= SELECTION =
One of the problems cited by the CAIB had to do with schedule pressure – and how this may cause critical tasks to be compromised. Adm. Gehman said that ‘every manager – to a person – said that there was no schedule pressure – yet if you go to the worker bee level, to a person, they say there was a lot of pressure. There was a complete miscommunication as to what the truth was.”

Prior to the Columbia accident, NASA management, Sean O’Keefe in particular – would make constant mention of the March 2004 milestone for the launch of Node 2 and the attainment of U.S. Core Complete – and how everyone was working towards that specific milestone. Milestones are found within schedules, and in order to achieve that milestone, one would have to adhere to a particular schedule – one which often left little room to wiggle.

= GIVEN DATA =
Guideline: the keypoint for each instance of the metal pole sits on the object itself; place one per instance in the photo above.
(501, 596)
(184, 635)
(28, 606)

= SET TASKS =
1. Which people and organizations does the passage on schedule pressure name? List every one.
2. Can you copy the passage on schedule pressure from "One of the problems" up to and including "room to wiggle."?
3. How would the passage on schedule pressure before the Columbia accident go on? Write what follows its last sentence.

= TASK RESPONSES =
1. CAIB, Adm. Gehman, NASA, Sean O’Keefe

2.
One of the problems cited by the CAIB had to do with schedule pressure – and how this may cause critical tasks to be compromised. Adm. Gehman said that ‘every manager – to a person – said that there was no schedule pressure – yet if you go to the worker bee level, to a person, they say there was a lot of pressure. There was a complete miscommunication as to what the truth was.”

Prior to the Columbia accident, NASA management, Sean O’Keefe in particular – would make constant mention of the March 2004 milestone for the launch of Node 2 and the attainment of U.S. Core Complete – and how everyone was working towards that specific milestone. Milestones are found within schedules, and in order to achieve that milestone, one would have to adhere to a particular schedule – one which often left little room to wiggle.

3.
[Note: The last Shuttle schedule before the Columbia accident can be viewed here. A collection of ISS and Shuttle related status reports can be viewed here in reverse chronological order]

O’Keefe now says that NASA has set 11 March 2004 as a “no earlier than” launch date for the next Shuttle mission. Moreover, O’Keefe said there would be yet another driver for the launch date: the ability of the ISS logistics and integration schedules to be met – and a suggestion that there could well be slippage in this date if either driver was not met. O’Keefe said that everyone in the agency needs to know that the schedule is flexible.

You could see some of this mindset in a comment O’Keefe made after he had been to a few Shuttle launch. Pre-launch weather reports regularly phrased weather conditions in terms of the percentage chance that this or that condition would preclude launch i.e. how much of a safety risk this was. O’Keefe wondered aloud, and even said that he had given direction to Shuttle Program to start stating these forecasts in a more positive light i.e. the chance that these conditions will allow a launch to occur.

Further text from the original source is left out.